Copy exactly the last part of the entries, starting from the line with "Where can the chest" and including the final line.

--- Data for review Enclosed Below ---

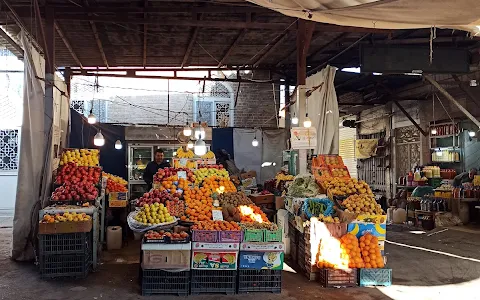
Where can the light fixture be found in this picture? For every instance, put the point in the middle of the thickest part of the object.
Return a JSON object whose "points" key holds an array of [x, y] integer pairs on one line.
{"points": [[199, 132], [255, 141], [187, 131], [307, 123], [91, 117], [200, 148], [294, 119], [118, 145], [98, 139]]}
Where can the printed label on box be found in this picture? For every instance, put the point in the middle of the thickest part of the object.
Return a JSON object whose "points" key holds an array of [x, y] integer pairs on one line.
{"points": [[261, 260], [256, 246], [215, 246], [214, 260]]}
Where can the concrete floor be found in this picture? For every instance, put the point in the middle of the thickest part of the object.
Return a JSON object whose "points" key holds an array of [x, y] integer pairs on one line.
{"points": [[440, 266]]}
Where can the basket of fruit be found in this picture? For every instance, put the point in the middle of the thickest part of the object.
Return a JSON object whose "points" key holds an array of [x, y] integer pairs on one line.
{"points": [[151, 216]]}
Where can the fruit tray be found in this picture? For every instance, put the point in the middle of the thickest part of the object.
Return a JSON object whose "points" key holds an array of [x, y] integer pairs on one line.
{"points": [[273, 236], [230, 236], [375, 277], [208, 236]]}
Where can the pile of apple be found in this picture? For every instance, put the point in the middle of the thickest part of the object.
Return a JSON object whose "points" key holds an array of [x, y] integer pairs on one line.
{"points": [[156, 196], [169, 172], [78, 174]]}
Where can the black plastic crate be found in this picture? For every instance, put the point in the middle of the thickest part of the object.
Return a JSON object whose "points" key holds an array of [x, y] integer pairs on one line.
{"points": [[165, 282], [213, 281], [65, 243], [259, 281], [65, 265]]}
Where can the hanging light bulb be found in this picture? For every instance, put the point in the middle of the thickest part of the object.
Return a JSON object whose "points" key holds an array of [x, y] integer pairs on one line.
{"points": [[307, 123], [118, 145], [91, 117], [294, 119], [200, 148], [187, 131], [255, 142], [98, 139]]}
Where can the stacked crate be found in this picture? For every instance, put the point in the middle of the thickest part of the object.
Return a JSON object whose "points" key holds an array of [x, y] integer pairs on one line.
{"points": [[214, 261], [165, 267], [261, 263], [65, 254]]}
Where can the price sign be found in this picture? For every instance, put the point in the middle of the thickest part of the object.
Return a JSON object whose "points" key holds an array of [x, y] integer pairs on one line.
{"points": [[182, 174], [217, 215]]}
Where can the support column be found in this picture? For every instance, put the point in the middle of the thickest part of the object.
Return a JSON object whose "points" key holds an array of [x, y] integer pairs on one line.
{"points": [[304, 36]]}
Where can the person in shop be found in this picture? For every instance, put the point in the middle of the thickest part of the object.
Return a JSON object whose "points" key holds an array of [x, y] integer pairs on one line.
{"points": [[152, 167], [465, 177]]}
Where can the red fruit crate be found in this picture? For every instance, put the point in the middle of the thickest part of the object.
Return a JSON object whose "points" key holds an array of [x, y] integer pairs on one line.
{"points": [[337, 278], [207, 236], [230, 236]]}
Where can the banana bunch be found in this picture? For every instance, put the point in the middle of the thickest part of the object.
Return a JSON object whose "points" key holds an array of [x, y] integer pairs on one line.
{"points": [[183, 154], [208, 155], [114, 178]]}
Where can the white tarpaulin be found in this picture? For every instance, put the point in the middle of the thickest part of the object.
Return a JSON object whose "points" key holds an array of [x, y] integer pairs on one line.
{"points": [[31, 157], [323, 110], [387, 14]]}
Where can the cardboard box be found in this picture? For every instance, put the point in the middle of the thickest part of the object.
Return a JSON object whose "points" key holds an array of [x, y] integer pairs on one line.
{"points": [[65, 227], [261, 260], [262, 199], [166, 259], [279, 203], [214, 260], [118, 196]]}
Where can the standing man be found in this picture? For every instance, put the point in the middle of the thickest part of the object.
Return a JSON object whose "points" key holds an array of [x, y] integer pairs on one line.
{"points": [[465, 177], [153, 166]]}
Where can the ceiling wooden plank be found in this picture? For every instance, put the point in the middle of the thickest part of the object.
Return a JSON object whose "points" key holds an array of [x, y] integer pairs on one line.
{"points": [[68, 45], [193, 40], [232, 46]]}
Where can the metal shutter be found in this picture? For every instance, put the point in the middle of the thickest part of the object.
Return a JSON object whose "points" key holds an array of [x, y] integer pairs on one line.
{"points": [[347, 149]]}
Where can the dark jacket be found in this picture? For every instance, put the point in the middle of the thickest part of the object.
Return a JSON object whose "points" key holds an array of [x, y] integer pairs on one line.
{"points": [[151, 169]]}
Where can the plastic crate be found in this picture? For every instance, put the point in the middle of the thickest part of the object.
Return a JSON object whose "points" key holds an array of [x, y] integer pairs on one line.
{"points": [[65, 265], [65, 243], [213, 281], [259, 281], [207, 236], [337, 278], [230, 236], [165, 282], [375, 277], [273, 236], [253, 235]]}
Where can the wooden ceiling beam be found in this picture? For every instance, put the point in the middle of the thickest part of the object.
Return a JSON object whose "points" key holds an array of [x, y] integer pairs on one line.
{"points": [[145, 29], [232, 46], [68, 45], [97, 37], [274, 44], [193, 40]]}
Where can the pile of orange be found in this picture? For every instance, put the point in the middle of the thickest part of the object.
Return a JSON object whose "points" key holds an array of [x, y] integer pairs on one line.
{"points": [[218, 185], [252, 213], [371, 252], [216, 225], [351, 251], [199, 204]]}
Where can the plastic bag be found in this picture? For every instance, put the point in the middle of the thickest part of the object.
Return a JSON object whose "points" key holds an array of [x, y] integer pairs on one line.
{"points": [[140, 228]]}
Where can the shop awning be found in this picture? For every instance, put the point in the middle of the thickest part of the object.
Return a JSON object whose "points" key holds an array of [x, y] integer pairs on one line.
{"points": [[384, 14]]}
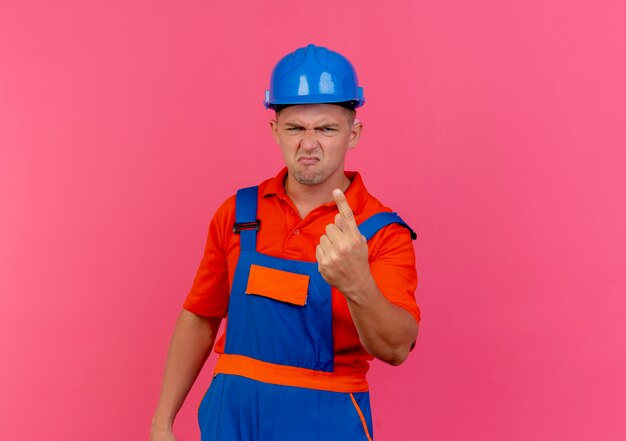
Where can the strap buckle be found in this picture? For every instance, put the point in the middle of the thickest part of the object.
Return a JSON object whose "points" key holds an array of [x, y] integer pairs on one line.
{"points": [[238, 227]]}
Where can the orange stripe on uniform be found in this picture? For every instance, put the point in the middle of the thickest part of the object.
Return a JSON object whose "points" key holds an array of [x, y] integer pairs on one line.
{"points": [[288, 375], [358, 410]]}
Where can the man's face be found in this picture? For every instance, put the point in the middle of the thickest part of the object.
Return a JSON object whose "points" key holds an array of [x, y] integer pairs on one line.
{"points": [[314, 139]]}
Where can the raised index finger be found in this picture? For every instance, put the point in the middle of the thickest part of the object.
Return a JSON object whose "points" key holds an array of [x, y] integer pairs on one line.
{"points": [[344, 208]]}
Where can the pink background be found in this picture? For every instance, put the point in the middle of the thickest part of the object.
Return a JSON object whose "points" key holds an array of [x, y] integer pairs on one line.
{"points": [[497, 129]]}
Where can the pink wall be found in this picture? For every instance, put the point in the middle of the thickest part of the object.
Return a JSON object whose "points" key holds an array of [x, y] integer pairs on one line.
{"points": [[496, 128]]}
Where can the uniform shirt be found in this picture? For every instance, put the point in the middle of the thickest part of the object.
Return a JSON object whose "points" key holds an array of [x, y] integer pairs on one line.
{"points": [[285, 235]]}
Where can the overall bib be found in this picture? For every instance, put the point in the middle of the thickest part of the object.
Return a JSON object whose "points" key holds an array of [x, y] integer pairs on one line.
{"points": [[275, 381]]}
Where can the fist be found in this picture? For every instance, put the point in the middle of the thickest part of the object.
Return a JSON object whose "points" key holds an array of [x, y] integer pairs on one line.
{"points": [[342, 254]]}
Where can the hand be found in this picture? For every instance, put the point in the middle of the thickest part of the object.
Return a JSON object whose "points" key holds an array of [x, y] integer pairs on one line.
{"points": [[342, 254]]}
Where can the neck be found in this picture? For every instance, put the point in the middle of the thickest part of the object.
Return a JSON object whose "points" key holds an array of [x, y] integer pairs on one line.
{"points": [[308, 197]]}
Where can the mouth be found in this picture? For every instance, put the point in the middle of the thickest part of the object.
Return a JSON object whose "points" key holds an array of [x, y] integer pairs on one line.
{"points": [[308, 160]]}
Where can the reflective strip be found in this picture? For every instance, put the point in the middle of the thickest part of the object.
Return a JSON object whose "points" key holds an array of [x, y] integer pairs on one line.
{"points": [[358, 410], [289, 376]]}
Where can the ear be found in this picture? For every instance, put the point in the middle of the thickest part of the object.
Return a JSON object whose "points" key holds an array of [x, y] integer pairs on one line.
{"points": [[355, 134], [274, 127]]}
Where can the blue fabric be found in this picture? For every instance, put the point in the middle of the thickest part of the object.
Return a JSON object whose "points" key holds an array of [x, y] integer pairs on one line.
{"points": [[375, 223], [239, 409], [245, 211], [279, 332]]}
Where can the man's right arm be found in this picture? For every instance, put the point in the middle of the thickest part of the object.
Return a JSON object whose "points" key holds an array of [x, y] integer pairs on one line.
{"points": [[191, 344]]}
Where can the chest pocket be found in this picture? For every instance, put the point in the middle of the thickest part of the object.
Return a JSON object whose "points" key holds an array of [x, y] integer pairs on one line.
{"points": [[278, 285]]}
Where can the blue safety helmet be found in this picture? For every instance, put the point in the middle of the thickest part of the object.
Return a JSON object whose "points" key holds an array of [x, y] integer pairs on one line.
{"points": [[314, 75]]}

--- End of Enclosed Data for review ---

» Output for this task
Where can the chest pocket be found in this picture? For every instance, put the point in the middle of the thickest part of the object.
Return a JSON object whose "points" key holds an array of [x, y] integer pairs on one line.
{"points": [[278, 285]]}
Where can the blue safety helmet be found in this picture? For every instance, put the point in the middle of the thickest part of the object.
Return a JSON object whose "points" key holds an array of [x, y] integer pairs on one line.
{"points": [[314, 75]]}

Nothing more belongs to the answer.